__What this task involves__.
Carry over everything from the line containing "of the hallway" down to the end of the material. Add 112 to each coordinate in the answer points, and leave the sample coordinates as they are.
-- begin Available records --
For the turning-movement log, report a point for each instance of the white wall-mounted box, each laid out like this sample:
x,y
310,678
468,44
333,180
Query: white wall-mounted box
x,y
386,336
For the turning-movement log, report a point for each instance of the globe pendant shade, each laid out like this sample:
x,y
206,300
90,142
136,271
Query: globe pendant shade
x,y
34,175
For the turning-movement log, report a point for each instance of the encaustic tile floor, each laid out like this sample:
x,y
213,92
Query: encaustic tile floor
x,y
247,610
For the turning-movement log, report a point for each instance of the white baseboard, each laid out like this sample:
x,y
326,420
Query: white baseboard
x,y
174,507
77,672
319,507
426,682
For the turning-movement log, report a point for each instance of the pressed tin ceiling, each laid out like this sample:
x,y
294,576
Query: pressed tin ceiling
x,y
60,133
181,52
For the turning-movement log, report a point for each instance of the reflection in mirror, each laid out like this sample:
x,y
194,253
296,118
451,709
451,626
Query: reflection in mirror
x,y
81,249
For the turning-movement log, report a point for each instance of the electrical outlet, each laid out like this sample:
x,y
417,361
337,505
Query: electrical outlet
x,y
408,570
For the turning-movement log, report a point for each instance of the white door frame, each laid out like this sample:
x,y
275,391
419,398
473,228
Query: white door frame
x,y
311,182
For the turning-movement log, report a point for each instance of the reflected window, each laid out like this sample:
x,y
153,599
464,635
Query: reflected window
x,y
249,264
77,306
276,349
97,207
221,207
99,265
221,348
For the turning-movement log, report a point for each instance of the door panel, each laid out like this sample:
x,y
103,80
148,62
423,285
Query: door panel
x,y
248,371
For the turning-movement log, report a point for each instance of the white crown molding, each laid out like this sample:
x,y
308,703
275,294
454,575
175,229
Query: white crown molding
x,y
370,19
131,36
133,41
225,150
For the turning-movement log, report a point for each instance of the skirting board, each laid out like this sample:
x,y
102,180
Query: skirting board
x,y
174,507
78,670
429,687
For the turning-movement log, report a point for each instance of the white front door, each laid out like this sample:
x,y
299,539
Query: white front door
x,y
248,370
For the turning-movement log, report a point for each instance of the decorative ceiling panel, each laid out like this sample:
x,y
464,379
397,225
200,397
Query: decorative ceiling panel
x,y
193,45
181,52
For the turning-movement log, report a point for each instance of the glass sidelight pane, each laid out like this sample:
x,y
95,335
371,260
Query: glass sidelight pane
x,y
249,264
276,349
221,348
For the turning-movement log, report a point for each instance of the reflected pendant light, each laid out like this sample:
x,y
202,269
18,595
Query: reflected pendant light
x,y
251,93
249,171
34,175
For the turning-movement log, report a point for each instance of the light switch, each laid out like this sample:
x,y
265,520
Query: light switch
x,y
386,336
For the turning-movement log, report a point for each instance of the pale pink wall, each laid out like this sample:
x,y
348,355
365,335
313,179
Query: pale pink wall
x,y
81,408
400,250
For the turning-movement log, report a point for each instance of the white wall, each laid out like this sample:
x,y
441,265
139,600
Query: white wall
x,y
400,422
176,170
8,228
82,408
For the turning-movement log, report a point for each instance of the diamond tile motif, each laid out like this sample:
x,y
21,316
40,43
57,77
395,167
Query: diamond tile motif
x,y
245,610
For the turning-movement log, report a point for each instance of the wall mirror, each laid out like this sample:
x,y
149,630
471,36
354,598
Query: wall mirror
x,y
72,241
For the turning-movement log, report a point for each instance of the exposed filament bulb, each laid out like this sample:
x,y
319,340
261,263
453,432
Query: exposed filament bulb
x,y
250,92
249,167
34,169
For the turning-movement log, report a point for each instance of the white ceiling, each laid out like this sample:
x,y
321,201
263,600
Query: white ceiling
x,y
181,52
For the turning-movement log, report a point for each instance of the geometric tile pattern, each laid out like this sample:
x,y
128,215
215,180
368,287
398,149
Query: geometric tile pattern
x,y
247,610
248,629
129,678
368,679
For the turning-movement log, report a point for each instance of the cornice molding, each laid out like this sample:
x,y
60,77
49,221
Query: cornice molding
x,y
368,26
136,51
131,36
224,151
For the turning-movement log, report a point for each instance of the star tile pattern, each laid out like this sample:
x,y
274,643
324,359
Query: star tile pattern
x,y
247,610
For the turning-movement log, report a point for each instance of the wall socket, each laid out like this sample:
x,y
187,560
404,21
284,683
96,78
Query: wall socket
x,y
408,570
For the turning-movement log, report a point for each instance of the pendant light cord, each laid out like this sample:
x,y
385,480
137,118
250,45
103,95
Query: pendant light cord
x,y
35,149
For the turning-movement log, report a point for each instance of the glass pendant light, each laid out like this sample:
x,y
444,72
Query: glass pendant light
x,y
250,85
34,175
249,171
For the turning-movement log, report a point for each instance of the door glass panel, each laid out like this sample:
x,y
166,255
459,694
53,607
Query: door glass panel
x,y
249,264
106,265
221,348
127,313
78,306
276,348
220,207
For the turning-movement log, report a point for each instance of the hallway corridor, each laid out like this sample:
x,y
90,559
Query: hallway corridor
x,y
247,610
-- end Available records --
__Answer to this exercise__.
For the turning-movement log, report a point for each instance of the hallway corridor, each laid out like this sample:
x,y
90,559
Query: hallway corridor
x,y
359,722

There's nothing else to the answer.